-- OBJECTIF DE L'EXERCICE --
Selon l'extrait sur le libre arbitre, qu'ont découvert les chercheurs en ouvrant la boîte noire de Sapiens au cours du siècle dernier ?

-- EXTRAIT DU DOCUMENT --
************

L’attribution du libre arbitre aux êtres humains n’est pas un jugement éthique : elle prétend être une description factuelle du monde. Cette soi-disant description factuelle pouvait bien avoir un sens au temps de John Locke, Jean-Jacques Rousseau et Thomas Jefferson, mais elle s’accommode mal des toutes dernières découvertes des sciences de la vie. La contradiction entre libre arbitre et science contemporaine est l’éléphant dans un laboratoire : beaucoup préférèrent ne pas le voir en se penchant sur leurs microscopes ou leur scanner d’IRM1.

Au XVIIIe siècle, Homo sapiens était une mystérieuse boîte noire, dont les rouages internes demeuraient insaisissables.

Dès lors, quand les savants demandaient pourquoi un homme en arrivait à sortir un couteau pour en poignarder un autre à mort, une réponse acceptable consistait à dire : « Parce qu’il a choisi de le faire. Il a usé de son libre arbitre pour choisir le meurtre. Il est donc pleinement responsable de son crime. » Au cours du siècle dernier, les chercheurs ont ouvert la boîte noire de Sapiens : ils ont découvert qu’il n’y avait en lui ni âme, ni libre arbitre, ni « soi » ; uniquement des gènes, des hormones et des neurones obéissant aux mêmes lois physiques et chimiques qui gouvernent le reste de la réalité. Aujourd’hui, quand des chercheurs demandent pourquoi un homme a sorti un couteau et poignardé quelqu’un, répondre « parce qu’il l’a choisi » laisse sur sa faim. Les généticiens et les spécialistes du cerveau offrent une réponse bien plus détaillée : « Il l’a fait en raison de tels ou tels processus biochimiques du cerveau, lesquels reflètent à leur tour des pressions évolutionnistes anciennes, couplées à des mutations aléatoires. »

************

-- LIGNES DE DONNÉES --
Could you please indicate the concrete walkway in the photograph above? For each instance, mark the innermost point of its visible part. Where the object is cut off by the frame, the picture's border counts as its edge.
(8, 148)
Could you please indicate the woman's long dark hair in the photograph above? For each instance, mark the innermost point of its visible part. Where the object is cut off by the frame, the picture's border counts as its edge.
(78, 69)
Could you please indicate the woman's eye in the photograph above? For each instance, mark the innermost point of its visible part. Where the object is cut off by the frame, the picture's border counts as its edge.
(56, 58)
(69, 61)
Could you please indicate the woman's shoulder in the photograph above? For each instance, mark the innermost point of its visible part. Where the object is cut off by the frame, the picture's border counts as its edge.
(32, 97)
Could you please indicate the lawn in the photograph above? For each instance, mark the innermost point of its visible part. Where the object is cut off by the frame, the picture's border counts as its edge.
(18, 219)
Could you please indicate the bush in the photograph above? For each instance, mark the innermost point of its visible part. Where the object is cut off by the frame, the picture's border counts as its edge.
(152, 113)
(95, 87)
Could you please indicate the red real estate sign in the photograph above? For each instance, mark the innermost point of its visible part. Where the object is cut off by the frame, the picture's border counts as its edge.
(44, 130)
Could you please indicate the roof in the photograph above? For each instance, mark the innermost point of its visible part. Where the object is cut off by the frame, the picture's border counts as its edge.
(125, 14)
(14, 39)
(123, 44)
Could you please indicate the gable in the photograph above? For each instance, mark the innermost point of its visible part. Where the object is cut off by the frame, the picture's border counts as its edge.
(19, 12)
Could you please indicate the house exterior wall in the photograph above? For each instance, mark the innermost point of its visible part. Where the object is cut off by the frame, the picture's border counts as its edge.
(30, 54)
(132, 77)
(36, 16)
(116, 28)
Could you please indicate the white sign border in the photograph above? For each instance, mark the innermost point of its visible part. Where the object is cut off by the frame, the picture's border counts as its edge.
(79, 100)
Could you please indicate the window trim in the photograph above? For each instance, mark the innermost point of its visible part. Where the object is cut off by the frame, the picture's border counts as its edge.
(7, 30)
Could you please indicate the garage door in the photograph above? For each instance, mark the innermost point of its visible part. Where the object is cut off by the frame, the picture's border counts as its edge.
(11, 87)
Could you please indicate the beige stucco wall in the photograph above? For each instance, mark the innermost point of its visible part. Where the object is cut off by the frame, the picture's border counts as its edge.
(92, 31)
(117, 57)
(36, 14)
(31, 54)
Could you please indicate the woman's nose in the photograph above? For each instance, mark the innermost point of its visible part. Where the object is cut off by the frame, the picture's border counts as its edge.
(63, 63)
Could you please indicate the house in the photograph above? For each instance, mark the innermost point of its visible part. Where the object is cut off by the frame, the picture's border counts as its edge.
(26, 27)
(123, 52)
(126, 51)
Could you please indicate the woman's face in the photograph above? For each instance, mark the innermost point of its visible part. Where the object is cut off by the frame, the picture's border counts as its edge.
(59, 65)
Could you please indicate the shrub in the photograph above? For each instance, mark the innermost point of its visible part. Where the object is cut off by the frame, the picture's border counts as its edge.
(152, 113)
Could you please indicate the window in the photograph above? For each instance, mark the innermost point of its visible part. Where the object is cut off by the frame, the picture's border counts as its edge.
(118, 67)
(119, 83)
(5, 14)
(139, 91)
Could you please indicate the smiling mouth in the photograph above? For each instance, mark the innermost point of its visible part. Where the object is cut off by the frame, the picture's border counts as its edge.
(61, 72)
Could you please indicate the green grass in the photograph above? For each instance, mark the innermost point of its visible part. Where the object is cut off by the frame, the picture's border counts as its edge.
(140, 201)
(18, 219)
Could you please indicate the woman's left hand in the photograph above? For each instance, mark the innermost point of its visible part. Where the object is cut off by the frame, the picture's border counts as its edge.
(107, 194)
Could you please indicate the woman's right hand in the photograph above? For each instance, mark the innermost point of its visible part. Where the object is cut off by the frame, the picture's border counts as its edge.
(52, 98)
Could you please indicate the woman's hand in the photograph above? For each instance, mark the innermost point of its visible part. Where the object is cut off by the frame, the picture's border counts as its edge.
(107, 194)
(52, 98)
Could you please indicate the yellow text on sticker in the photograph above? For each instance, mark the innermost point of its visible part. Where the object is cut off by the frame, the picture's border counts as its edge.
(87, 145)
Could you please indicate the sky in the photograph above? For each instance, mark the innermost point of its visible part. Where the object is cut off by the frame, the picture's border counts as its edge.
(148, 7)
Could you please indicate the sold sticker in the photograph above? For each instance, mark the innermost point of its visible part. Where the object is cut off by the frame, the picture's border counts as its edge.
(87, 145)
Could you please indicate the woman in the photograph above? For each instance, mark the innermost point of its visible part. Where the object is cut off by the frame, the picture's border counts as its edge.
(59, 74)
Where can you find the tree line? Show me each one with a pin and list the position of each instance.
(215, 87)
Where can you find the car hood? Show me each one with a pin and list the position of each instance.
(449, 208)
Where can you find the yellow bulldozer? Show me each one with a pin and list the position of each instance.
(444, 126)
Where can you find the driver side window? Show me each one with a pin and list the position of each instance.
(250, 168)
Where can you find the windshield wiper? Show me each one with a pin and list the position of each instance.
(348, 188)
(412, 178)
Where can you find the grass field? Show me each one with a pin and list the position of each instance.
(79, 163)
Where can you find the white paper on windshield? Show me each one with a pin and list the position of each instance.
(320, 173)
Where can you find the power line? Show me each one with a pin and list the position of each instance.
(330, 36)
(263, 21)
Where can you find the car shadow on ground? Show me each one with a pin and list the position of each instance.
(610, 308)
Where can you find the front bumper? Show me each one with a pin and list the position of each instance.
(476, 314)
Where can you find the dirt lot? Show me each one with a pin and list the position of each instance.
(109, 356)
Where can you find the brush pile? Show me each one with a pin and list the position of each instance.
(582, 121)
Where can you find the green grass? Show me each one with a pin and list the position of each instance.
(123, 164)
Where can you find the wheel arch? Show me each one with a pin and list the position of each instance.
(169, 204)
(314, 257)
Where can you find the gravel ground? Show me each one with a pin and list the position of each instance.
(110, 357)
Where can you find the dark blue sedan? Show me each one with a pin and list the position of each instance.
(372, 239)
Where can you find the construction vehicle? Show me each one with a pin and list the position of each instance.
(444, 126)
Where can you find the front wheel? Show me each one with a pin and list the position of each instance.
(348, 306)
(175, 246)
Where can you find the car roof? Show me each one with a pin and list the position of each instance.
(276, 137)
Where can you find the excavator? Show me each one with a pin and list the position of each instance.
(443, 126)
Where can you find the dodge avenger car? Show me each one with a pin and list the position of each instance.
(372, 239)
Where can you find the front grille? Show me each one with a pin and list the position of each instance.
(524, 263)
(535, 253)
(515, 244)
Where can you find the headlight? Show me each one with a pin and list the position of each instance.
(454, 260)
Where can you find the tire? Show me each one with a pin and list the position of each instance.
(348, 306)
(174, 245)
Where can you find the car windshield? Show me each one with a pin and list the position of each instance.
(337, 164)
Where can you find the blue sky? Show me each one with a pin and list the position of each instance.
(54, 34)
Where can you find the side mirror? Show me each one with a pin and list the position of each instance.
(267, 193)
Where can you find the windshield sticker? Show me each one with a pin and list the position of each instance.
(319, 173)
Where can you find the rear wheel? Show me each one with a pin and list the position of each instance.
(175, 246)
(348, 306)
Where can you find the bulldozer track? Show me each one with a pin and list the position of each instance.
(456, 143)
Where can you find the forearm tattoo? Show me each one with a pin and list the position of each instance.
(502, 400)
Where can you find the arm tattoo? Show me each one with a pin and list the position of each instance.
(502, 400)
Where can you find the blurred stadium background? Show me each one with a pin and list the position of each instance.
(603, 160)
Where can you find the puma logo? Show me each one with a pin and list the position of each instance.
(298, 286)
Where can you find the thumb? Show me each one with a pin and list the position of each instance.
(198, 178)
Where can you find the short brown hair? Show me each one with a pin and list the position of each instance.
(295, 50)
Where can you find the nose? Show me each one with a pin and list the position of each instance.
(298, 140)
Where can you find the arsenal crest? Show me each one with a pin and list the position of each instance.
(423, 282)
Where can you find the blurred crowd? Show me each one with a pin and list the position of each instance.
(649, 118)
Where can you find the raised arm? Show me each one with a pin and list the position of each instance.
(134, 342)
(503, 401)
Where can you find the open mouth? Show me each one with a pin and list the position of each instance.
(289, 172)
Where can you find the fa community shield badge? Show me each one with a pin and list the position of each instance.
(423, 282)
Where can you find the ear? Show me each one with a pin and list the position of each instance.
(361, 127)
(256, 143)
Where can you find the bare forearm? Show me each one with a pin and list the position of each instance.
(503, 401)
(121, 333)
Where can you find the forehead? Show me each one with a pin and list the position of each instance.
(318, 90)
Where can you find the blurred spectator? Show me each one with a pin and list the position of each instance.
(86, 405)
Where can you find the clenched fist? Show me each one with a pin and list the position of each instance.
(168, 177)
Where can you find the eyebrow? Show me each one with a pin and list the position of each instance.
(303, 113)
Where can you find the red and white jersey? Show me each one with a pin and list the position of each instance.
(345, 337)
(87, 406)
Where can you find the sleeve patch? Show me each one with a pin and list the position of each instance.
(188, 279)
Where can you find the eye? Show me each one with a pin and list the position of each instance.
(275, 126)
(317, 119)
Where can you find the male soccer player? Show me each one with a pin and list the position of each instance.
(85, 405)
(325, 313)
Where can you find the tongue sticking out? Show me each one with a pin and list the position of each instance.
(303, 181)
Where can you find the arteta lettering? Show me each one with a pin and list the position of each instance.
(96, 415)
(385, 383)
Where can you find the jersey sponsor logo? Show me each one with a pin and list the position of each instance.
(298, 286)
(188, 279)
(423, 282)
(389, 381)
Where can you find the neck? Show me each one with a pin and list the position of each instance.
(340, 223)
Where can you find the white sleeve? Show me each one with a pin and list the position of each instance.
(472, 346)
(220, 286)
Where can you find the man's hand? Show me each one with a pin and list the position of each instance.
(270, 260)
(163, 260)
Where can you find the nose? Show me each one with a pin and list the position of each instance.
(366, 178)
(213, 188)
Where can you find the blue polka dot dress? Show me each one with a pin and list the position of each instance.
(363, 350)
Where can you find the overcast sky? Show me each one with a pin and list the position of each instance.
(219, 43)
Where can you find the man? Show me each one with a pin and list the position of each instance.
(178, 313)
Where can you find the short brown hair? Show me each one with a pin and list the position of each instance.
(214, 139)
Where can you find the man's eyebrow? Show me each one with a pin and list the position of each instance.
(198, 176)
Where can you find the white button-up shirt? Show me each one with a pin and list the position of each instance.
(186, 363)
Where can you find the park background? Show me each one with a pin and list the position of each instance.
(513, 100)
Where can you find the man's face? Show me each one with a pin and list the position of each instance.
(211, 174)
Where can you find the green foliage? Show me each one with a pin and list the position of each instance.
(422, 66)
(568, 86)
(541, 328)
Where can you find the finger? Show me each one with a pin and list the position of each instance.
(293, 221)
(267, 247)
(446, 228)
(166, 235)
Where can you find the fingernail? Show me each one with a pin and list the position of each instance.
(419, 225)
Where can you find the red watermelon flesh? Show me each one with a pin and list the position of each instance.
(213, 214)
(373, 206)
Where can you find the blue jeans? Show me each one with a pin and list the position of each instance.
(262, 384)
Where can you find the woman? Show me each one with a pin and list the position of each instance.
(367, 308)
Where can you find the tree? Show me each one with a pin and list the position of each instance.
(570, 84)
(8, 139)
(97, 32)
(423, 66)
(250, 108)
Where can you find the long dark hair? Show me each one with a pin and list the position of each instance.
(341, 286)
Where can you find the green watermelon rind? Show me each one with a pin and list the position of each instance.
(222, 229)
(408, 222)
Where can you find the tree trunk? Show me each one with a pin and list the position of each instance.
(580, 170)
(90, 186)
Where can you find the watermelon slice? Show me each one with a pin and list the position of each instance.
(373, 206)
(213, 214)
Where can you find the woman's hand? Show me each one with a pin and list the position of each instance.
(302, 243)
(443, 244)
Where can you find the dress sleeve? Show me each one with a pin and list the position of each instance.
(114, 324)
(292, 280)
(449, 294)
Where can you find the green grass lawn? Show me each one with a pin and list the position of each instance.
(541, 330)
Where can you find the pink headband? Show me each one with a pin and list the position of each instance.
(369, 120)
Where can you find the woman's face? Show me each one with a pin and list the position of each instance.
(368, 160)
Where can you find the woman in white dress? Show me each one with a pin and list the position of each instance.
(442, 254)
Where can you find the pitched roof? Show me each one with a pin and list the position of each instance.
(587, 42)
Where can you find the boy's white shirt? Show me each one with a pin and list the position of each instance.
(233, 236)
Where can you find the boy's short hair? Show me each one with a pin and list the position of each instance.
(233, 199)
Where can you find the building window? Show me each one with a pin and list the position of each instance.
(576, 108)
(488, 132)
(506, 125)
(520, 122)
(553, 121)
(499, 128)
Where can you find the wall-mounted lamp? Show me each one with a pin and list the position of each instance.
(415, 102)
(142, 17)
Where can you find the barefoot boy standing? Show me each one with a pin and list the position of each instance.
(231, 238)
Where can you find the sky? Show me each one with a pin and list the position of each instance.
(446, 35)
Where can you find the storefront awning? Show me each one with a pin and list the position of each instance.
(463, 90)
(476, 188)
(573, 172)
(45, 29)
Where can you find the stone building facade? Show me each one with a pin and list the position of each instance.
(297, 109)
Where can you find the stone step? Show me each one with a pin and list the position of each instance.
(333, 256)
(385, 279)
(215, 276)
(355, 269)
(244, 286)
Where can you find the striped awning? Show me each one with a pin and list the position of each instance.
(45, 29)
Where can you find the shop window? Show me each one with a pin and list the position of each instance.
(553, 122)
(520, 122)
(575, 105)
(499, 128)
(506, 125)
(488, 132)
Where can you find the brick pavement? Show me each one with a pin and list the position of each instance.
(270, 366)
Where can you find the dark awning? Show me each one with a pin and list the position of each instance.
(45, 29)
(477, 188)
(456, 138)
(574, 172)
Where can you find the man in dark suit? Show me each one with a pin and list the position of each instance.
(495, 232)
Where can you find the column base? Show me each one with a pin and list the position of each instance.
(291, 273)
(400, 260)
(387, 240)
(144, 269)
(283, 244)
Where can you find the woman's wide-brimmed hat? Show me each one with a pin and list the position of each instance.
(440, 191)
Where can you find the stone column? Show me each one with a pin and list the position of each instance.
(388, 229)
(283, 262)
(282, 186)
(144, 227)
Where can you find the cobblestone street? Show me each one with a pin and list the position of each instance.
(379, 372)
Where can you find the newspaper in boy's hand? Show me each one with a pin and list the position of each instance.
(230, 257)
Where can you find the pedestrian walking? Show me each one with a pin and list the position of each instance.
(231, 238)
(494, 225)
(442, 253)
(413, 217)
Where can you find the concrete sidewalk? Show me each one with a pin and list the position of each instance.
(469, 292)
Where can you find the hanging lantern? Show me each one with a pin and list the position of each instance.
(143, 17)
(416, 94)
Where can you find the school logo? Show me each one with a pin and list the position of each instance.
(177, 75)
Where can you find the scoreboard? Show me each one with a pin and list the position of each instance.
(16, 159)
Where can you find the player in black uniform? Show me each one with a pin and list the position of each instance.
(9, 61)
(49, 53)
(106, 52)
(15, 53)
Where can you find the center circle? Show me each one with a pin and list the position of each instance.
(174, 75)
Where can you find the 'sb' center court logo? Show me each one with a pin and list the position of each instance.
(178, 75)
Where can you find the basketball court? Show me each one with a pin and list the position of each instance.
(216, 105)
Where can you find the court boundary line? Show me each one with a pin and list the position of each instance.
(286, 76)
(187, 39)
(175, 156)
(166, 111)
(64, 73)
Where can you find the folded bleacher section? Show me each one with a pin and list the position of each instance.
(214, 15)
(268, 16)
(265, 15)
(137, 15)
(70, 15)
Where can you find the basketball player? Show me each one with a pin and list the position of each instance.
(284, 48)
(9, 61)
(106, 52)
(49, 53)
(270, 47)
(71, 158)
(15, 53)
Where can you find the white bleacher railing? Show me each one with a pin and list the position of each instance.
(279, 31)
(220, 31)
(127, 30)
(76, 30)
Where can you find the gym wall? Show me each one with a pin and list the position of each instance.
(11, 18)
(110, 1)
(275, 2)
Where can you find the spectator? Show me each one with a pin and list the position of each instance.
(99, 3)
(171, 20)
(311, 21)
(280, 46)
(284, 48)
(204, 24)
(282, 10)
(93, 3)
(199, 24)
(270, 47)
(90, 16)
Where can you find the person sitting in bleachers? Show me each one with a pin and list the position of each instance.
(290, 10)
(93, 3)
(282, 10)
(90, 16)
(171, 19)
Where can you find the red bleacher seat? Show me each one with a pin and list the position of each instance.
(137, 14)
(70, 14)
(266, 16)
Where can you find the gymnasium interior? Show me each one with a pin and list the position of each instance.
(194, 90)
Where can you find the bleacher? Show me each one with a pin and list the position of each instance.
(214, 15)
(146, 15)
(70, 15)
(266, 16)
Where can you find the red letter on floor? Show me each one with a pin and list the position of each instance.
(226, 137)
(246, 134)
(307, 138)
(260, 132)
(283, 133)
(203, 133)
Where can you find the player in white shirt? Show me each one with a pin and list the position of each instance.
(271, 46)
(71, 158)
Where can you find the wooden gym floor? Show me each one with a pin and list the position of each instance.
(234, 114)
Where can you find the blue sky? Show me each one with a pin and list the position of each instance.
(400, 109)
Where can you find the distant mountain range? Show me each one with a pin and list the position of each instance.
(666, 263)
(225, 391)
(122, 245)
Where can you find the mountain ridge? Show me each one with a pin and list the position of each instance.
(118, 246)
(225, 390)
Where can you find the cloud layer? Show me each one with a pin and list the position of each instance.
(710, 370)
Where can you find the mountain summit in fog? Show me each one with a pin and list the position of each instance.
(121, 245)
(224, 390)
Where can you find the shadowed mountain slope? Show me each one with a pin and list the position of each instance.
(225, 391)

************

-- RÉPONSE ATTENDUE --
Qu'il n'y avait en lui ni âme, ni libre arbitre, ni « soi », mais uniquement des gènes, des hormones et des neurones obéissant aux mêmes lois physiques et chimiques qui gouvernent le reste de la réalité.